[Opening Data for this task section]

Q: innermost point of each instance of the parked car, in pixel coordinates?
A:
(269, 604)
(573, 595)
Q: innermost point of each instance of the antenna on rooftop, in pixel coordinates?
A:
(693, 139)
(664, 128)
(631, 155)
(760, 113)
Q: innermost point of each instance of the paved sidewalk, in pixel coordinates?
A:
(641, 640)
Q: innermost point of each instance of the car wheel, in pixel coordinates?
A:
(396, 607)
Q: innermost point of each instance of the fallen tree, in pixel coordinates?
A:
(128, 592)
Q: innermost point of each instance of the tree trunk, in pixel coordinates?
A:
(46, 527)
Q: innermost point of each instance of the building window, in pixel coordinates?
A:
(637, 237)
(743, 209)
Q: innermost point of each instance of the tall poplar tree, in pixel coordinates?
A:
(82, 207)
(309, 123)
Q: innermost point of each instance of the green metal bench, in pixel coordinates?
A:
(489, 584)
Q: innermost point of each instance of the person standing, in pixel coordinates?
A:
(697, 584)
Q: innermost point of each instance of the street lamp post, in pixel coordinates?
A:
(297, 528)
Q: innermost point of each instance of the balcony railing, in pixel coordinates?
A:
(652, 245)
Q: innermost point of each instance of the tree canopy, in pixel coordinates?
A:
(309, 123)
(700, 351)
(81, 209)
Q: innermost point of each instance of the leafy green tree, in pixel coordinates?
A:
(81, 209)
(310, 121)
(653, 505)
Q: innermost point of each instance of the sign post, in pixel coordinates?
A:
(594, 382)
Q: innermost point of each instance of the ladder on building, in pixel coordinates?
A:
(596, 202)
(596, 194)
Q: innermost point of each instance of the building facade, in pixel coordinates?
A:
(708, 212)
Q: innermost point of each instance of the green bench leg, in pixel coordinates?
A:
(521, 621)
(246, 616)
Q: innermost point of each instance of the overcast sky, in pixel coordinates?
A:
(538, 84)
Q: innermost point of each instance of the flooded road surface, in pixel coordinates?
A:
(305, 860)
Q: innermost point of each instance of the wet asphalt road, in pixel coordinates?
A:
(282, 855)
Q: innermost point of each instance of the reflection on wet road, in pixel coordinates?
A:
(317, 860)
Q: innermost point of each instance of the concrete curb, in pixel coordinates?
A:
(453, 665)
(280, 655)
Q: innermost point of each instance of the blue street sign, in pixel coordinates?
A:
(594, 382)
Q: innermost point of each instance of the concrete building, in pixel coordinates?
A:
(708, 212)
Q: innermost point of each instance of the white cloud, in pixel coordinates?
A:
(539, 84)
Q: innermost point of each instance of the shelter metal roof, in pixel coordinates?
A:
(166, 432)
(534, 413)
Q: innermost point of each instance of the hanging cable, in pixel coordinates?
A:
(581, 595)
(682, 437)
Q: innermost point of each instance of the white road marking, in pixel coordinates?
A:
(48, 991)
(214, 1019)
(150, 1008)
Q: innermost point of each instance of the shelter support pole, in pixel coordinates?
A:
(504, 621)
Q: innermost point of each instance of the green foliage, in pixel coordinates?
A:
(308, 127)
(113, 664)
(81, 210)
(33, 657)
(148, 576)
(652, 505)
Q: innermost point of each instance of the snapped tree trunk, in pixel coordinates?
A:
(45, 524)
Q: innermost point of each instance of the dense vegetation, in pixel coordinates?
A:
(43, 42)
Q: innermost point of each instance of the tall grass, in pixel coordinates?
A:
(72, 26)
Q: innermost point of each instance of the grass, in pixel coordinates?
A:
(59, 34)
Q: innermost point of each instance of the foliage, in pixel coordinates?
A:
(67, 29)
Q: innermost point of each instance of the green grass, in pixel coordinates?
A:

[Closing Data for this task section]

= Work order =
In the lines above, spot each one that contains the word "street" and copy it.

= Answer to the problem =
Q: innermost point of each instance of the street lamp post, in pixel coordinates?
Q: innermost point of each instance of the blue street sign, in pixel coordinates?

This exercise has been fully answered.